*TEXTO SELECCIONADO*.
******

Hay que admitir que, si bien los grandes tardaron en "descubrir" a los chicos, en cuanto
lo hicieron no cesaron de interesarse en ellos, y de la indiscriminación se pasó a una
especialización cada vez mayor: una habitación para los chicos (la nursery), la industria del
juguete, el jardín de infantes, muebles diminutos, ropa apropiada, la literatura deliberada, en
fin, "lo infantil". Con el tiempo se fue sabiendo más y más acerca de los chicos: su
evolución, sus etapas, sus necesidades, su psicología...
Fue la época de oro de los pedagogos.
Casi todos ellos compartían la opinión generalizada de que, si la literatura era infantil,
tenía que adaptarse -como la ropa, como los juguetes, como el mobiliario- a los parámetros
ya establecidos.

******

*EXTRACTO DE DATOS*.
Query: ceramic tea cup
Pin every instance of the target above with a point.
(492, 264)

******

*CONSIGNA ESCRITA*. Copia todo lo que va desde "Casi todos ellos" hasta "ya establecidos." en el texto sobre la literatura infantil y sustituye "el mobiliario" por "la decoración".

*RESULTADO*.
Casi todos ellos compartían la opinión generalizada de que, si la literatura era infantil,
tenía que adaptarse -como la ropa, como los juguetes, como la decoración- a los parámetros
ya establecidos.